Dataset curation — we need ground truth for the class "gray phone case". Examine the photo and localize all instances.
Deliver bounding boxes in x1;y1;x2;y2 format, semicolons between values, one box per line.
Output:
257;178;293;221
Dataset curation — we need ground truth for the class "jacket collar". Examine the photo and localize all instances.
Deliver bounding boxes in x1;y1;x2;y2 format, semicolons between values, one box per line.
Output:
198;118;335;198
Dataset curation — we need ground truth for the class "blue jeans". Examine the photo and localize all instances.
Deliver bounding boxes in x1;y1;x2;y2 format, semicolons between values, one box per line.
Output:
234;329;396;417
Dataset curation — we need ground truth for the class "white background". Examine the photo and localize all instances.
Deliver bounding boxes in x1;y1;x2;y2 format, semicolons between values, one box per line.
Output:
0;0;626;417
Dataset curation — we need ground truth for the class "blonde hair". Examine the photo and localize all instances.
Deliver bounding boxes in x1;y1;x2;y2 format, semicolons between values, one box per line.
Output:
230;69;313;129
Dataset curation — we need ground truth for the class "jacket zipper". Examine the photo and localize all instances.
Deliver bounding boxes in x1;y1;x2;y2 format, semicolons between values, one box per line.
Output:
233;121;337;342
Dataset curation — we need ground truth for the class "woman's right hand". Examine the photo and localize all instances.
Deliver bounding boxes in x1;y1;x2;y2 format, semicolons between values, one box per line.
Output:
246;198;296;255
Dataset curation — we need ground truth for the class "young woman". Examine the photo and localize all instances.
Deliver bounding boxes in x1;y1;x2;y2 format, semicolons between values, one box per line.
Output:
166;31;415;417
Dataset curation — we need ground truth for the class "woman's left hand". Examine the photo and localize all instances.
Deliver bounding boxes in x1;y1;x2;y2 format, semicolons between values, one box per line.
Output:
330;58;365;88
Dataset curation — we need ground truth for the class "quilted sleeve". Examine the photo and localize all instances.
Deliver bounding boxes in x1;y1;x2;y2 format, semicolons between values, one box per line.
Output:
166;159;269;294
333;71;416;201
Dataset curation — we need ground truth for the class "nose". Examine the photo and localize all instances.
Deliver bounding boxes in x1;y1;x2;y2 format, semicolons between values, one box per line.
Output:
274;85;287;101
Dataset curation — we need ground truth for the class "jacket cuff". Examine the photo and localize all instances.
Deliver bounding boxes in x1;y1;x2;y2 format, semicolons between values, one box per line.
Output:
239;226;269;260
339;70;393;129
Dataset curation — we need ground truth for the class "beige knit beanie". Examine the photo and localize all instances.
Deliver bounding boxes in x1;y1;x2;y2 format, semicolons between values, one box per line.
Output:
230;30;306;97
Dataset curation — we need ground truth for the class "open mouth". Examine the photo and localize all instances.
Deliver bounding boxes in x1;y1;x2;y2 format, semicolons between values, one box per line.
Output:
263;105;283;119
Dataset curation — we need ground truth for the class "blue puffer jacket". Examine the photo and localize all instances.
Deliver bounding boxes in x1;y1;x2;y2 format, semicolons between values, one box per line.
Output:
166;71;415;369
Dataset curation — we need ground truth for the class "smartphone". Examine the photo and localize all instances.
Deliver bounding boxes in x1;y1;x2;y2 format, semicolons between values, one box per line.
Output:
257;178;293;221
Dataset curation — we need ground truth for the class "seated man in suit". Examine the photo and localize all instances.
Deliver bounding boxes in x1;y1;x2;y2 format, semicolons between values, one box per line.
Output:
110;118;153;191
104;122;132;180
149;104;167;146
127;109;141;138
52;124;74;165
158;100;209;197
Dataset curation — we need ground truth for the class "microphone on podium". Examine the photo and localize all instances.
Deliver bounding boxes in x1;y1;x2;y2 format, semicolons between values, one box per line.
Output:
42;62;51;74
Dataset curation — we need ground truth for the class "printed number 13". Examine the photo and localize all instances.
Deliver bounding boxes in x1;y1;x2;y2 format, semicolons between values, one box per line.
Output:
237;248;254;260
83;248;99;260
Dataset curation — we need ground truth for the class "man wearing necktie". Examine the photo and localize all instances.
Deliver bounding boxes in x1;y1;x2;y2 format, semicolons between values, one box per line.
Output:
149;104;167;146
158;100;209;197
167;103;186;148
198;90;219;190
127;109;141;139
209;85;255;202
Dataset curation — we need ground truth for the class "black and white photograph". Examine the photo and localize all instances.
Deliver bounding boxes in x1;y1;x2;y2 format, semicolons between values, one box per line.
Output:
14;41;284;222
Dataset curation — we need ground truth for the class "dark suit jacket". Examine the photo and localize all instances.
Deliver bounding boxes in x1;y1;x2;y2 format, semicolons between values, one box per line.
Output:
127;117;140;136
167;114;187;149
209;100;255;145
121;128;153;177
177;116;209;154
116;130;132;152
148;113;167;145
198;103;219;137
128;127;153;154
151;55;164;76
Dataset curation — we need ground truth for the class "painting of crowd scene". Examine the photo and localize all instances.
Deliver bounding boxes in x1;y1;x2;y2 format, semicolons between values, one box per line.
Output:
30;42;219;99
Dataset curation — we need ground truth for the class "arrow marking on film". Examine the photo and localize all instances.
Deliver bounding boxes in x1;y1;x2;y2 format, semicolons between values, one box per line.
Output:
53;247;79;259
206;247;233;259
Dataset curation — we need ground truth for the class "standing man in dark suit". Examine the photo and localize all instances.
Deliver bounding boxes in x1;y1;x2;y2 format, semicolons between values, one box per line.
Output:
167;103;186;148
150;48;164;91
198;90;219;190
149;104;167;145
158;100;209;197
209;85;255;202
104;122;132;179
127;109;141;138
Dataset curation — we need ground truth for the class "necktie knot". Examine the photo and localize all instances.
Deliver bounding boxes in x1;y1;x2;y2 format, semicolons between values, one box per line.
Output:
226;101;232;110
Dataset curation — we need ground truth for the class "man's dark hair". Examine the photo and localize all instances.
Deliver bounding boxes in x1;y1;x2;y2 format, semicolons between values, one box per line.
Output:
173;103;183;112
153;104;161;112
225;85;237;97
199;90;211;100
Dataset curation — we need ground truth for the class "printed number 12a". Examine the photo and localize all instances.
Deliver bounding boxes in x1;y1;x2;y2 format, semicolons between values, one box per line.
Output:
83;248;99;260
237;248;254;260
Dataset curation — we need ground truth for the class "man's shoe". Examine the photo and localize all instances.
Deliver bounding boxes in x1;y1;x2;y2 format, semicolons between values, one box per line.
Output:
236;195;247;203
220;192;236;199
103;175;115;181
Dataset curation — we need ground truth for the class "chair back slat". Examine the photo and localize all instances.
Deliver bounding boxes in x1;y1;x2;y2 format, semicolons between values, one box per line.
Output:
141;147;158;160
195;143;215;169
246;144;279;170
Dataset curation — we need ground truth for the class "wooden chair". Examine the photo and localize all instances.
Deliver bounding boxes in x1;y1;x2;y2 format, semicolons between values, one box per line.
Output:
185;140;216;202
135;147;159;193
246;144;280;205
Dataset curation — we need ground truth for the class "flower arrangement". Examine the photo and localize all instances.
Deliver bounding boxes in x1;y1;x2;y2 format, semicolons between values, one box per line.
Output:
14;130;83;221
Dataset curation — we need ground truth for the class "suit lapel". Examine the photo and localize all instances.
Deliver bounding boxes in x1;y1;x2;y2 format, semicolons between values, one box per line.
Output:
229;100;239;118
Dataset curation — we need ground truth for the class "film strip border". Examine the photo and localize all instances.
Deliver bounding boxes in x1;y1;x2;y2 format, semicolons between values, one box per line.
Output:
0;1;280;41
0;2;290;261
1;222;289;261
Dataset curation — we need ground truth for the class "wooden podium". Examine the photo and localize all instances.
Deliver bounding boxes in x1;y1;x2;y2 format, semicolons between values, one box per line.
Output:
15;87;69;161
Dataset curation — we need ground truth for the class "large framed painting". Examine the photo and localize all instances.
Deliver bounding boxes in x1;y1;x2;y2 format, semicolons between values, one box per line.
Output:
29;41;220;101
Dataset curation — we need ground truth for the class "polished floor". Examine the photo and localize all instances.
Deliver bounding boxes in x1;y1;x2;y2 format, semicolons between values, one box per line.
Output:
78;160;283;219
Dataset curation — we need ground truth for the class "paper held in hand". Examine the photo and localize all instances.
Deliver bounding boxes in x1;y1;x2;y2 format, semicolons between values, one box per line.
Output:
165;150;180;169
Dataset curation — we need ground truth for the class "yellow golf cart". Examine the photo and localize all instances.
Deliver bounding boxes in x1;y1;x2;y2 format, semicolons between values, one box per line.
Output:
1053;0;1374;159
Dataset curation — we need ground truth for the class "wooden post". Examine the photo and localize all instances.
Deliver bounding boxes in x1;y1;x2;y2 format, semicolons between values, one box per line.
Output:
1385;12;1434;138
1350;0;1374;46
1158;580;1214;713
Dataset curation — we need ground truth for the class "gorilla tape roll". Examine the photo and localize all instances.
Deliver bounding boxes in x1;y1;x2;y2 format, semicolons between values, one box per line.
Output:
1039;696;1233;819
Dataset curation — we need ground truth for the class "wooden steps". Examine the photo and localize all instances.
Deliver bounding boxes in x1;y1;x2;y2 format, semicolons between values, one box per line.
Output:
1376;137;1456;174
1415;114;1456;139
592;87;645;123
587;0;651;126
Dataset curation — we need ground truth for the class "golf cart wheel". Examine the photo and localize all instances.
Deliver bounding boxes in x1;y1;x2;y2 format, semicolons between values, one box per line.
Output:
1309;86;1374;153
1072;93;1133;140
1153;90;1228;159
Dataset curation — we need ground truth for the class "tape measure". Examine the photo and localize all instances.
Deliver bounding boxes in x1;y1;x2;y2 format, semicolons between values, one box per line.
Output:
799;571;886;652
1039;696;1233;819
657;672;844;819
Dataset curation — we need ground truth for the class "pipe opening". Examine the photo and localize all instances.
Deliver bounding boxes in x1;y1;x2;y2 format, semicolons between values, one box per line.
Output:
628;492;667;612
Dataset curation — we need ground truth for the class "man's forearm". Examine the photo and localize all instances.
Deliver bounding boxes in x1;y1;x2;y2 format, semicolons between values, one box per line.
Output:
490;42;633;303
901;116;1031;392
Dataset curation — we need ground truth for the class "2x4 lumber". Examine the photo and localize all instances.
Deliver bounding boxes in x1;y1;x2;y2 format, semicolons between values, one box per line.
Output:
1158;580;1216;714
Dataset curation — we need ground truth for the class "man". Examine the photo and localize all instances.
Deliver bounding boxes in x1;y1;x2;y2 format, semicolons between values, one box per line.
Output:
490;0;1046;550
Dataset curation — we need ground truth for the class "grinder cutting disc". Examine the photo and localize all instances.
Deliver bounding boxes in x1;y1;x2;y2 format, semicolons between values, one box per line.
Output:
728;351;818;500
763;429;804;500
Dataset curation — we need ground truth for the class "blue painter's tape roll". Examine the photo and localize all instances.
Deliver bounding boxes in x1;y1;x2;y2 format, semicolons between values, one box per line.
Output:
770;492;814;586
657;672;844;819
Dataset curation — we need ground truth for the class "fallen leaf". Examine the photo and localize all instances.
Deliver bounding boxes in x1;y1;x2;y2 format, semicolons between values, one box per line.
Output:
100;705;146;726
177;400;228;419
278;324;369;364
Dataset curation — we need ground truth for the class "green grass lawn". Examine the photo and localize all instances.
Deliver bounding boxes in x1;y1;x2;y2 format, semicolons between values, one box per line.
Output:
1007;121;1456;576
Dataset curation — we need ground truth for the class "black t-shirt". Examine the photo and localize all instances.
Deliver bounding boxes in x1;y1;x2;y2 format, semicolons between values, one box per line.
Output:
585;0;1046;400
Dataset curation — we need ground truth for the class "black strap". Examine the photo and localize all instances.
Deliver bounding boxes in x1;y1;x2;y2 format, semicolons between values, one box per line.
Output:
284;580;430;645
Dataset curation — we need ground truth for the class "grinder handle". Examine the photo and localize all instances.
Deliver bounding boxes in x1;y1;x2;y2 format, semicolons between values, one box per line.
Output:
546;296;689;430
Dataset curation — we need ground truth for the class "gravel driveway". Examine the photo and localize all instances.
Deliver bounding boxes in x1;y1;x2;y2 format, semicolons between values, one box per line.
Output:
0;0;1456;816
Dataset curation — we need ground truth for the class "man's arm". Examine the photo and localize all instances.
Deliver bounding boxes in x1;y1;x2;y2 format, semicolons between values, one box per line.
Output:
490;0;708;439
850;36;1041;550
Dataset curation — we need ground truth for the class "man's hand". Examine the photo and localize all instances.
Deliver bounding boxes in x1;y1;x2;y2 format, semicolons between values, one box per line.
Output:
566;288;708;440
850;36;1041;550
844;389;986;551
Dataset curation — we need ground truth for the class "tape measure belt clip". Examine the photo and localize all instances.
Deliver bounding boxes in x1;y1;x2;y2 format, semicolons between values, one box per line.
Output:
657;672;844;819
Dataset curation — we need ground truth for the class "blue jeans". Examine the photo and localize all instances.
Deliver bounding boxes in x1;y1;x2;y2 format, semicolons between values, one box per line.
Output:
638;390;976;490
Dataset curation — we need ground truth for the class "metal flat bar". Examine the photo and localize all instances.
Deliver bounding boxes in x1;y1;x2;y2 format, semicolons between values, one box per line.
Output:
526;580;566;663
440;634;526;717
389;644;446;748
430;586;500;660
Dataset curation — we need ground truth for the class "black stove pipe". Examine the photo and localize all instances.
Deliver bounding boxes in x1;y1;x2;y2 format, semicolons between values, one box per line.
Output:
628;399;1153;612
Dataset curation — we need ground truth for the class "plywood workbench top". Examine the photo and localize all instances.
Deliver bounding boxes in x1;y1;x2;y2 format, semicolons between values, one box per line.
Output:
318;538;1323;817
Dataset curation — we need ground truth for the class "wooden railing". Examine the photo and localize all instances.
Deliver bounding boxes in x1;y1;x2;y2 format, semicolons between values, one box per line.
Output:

• [CONSIGNES DE LA TÂCHE]
Repérez dans les données ci-dessus chaque ligne contenant le mot "golf" et recopiez-la telle quelle.

• [RÉPONSE]
Dataset curation — we need ground truth for the class "yellow golf cart". Examine the photo and localize all instances.
Dataset curation — we need ground truth for the class "golf cart wheel". Examine the photo and localize all instances.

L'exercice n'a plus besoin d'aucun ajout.